■ Exercise
The lines below that include "mountain" are to be found and copied.

■ Dataset entries
##############################

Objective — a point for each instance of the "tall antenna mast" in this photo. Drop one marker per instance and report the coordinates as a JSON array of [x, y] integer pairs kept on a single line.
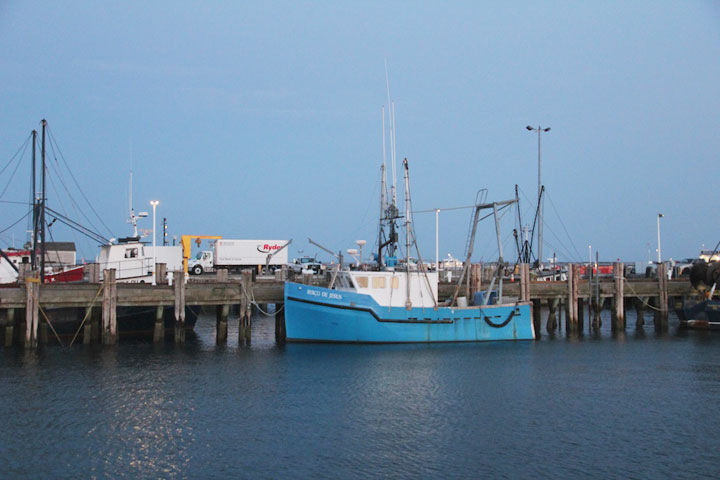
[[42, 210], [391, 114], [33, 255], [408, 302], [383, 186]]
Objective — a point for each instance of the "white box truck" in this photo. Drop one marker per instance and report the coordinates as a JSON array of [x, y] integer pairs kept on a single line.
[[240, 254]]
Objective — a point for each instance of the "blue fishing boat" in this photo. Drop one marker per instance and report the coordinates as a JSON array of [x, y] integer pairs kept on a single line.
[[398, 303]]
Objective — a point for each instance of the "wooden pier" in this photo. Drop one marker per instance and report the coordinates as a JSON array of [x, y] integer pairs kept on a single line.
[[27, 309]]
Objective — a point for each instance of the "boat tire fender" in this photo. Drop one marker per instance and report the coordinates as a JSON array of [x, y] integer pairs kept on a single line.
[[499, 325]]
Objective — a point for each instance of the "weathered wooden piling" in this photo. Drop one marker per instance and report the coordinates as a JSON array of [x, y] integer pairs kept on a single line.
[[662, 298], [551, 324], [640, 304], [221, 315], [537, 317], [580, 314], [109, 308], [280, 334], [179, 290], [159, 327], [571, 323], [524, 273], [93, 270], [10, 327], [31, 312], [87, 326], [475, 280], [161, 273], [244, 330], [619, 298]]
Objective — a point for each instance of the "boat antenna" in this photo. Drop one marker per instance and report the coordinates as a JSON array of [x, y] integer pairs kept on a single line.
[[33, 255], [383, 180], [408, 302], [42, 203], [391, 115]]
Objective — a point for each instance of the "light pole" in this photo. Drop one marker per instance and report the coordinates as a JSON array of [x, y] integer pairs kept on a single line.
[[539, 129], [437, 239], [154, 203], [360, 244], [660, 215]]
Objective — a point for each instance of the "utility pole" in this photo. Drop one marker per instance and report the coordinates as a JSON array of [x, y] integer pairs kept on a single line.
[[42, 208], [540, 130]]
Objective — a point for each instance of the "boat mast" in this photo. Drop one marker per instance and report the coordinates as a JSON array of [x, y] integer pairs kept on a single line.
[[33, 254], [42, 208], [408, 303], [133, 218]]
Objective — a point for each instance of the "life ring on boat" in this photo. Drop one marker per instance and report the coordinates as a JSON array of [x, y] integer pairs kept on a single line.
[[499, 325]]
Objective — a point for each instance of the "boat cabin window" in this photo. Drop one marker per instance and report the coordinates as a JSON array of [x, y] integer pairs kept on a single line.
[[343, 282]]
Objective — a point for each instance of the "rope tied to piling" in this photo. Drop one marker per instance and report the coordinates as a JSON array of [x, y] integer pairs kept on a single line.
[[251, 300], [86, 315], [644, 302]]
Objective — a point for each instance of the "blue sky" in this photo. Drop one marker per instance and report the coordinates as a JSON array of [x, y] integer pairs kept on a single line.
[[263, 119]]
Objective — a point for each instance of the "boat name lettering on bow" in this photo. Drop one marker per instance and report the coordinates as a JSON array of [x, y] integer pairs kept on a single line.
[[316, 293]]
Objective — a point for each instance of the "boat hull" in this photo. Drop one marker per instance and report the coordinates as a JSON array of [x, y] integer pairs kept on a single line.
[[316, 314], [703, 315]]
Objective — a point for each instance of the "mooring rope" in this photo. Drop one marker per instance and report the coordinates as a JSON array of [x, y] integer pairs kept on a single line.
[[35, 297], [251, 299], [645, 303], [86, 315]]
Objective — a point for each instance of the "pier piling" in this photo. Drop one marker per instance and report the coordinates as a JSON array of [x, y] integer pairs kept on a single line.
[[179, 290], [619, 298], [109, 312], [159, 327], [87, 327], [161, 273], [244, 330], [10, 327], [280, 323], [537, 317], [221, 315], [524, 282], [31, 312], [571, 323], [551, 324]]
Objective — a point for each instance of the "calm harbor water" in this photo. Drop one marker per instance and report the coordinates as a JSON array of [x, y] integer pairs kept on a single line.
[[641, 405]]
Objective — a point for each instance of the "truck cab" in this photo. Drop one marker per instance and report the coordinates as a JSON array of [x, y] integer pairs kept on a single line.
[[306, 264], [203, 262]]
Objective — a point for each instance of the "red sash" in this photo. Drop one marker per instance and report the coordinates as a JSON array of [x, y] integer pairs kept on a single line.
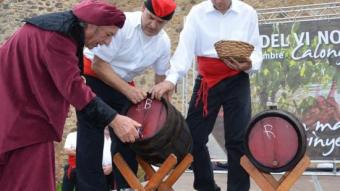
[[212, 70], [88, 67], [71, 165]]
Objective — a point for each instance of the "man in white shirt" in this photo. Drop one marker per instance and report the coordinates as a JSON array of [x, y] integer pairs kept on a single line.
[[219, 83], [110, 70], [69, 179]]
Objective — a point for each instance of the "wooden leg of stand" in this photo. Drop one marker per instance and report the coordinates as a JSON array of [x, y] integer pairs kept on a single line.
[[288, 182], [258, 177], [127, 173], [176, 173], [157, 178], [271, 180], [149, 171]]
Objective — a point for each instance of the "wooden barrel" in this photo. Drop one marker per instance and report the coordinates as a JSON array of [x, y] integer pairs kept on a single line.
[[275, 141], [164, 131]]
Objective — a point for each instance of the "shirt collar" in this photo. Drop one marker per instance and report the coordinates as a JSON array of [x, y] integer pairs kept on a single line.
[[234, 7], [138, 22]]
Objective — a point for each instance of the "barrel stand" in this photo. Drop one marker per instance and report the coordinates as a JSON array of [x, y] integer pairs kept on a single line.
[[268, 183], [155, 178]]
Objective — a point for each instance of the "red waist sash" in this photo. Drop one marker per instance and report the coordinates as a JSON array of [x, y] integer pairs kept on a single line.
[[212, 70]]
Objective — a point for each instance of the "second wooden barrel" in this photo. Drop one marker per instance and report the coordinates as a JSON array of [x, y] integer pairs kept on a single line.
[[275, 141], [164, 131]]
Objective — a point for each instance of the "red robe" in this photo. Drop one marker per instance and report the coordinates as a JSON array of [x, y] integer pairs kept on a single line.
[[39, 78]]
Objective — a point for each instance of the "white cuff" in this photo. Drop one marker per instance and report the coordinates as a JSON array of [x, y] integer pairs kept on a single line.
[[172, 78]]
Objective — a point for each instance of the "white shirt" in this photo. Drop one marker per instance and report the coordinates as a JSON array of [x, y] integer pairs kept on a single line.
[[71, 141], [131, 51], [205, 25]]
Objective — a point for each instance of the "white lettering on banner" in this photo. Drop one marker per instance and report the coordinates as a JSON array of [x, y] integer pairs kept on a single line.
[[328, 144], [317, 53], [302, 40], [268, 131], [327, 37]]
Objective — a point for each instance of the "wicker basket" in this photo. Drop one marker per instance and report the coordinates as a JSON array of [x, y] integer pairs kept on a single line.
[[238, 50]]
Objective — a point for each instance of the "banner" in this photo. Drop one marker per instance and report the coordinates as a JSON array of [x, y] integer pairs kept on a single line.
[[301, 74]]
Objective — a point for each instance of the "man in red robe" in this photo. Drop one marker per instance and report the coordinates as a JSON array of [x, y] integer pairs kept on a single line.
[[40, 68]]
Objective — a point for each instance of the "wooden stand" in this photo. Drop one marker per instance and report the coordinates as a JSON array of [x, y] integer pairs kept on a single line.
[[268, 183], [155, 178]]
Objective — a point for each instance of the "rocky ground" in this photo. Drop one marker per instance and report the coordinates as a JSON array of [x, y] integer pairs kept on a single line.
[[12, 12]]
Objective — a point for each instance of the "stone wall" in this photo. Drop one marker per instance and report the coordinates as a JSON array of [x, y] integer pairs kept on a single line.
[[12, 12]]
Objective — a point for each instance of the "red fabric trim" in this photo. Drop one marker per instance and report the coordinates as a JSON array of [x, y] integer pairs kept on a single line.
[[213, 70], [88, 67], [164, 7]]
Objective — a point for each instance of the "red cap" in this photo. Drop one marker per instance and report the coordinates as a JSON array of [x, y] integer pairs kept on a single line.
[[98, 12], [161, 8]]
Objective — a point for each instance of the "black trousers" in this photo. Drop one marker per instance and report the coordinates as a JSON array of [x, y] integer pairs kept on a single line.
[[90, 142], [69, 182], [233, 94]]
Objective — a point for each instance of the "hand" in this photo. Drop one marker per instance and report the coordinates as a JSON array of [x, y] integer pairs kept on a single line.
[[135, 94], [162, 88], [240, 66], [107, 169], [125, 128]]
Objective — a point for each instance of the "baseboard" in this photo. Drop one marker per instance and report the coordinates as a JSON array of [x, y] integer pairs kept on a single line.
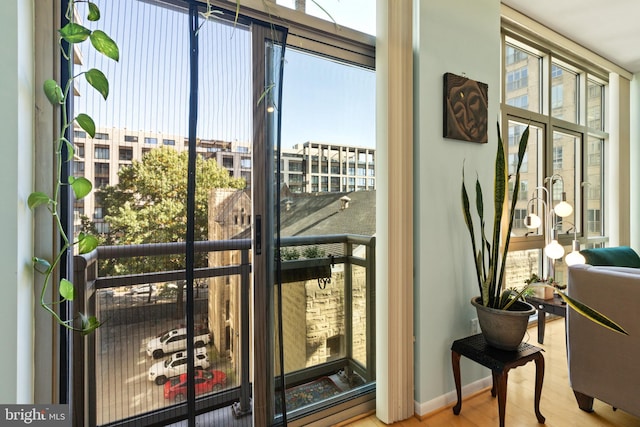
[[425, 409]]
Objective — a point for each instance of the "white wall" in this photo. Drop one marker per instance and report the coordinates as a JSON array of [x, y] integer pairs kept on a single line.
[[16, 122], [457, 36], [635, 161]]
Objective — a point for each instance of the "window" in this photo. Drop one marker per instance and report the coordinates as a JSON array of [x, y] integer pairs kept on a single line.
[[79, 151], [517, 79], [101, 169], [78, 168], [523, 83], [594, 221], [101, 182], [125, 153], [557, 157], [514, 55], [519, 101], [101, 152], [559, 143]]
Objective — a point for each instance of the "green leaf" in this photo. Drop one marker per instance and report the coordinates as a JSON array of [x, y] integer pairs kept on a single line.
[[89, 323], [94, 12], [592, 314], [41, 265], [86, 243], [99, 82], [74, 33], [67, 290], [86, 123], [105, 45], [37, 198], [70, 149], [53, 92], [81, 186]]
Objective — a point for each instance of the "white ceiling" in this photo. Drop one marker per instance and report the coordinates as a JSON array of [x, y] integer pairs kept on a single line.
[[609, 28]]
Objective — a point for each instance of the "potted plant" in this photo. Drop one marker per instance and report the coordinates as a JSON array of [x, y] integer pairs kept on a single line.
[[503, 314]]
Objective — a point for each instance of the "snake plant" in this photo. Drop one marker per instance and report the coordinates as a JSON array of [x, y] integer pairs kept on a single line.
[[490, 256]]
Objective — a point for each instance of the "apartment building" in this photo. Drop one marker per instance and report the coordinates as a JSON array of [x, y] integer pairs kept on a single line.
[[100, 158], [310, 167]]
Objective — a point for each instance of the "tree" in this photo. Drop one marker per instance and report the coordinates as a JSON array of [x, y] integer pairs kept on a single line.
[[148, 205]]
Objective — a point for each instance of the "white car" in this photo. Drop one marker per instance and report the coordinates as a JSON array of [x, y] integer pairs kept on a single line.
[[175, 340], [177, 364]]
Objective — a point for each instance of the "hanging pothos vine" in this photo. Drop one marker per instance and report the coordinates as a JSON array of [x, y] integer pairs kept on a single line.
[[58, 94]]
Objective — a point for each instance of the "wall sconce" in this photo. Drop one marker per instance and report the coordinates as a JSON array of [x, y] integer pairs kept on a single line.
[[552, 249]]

##############################

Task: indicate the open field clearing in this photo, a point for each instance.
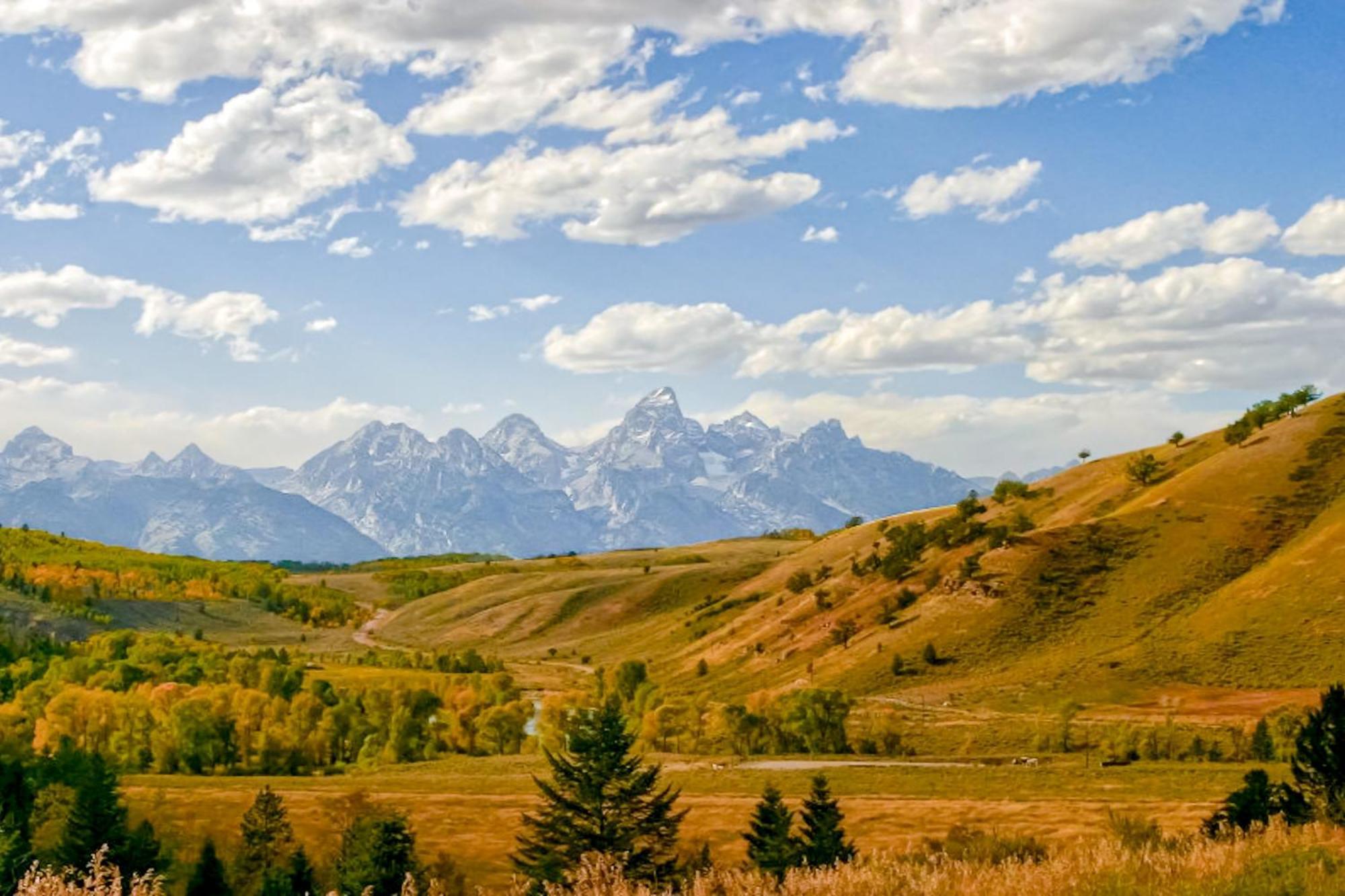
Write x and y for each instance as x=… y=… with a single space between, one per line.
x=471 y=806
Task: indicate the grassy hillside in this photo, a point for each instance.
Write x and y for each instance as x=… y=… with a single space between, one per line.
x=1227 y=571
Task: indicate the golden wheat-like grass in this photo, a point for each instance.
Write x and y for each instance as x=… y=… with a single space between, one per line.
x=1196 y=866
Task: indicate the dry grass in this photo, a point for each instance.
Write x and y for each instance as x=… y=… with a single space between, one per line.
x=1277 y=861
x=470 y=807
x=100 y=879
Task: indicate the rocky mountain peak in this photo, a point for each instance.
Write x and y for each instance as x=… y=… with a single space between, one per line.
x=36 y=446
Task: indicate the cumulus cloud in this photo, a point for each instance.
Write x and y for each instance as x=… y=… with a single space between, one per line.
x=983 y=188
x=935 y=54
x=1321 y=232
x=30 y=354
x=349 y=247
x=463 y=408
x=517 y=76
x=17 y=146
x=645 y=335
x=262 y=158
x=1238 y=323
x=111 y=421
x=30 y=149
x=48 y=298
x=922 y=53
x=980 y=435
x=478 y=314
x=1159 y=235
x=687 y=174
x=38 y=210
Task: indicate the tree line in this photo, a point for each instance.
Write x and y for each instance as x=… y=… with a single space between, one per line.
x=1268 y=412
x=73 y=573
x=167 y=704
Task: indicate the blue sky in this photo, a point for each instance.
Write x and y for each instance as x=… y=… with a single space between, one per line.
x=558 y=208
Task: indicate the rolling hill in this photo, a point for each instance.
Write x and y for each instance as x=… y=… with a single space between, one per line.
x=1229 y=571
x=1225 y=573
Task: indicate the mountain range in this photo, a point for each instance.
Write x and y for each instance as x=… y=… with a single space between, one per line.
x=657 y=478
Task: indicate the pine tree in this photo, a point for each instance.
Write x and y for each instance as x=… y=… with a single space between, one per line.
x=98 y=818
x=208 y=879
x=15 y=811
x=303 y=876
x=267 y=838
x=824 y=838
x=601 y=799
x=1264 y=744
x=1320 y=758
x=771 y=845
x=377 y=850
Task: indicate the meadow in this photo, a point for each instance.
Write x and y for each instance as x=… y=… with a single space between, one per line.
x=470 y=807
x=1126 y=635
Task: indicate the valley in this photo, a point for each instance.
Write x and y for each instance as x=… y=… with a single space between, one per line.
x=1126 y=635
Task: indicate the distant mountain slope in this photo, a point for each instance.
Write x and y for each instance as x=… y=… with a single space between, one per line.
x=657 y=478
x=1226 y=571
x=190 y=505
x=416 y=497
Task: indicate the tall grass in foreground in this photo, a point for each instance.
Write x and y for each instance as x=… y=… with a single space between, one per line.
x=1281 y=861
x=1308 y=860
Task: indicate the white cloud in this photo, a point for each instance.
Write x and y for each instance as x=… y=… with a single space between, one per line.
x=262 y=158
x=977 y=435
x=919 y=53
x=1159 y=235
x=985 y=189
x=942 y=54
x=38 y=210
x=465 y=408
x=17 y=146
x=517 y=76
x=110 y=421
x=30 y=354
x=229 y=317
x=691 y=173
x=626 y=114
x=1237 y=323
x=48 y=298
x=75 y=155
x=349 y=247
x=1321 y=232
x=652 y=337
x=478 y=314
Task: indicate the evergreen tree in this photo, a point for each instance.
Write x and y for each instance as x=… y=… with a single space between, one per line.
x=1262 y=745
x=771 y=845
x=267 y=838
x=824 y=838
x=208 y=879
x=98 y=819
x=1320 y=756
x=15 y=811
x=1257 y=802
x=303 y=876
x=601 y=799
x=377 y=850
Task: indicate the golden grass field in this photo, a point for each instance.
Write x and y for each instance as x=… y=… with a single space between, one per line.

##############################

■ Response
Task: indicate the rocky mountain peak in this photo, a point for each instance.
Task: indicate the mountain range in this photo, a point for each instance.
Task: indicate the distant mountain slope in this photo, a point for each instance.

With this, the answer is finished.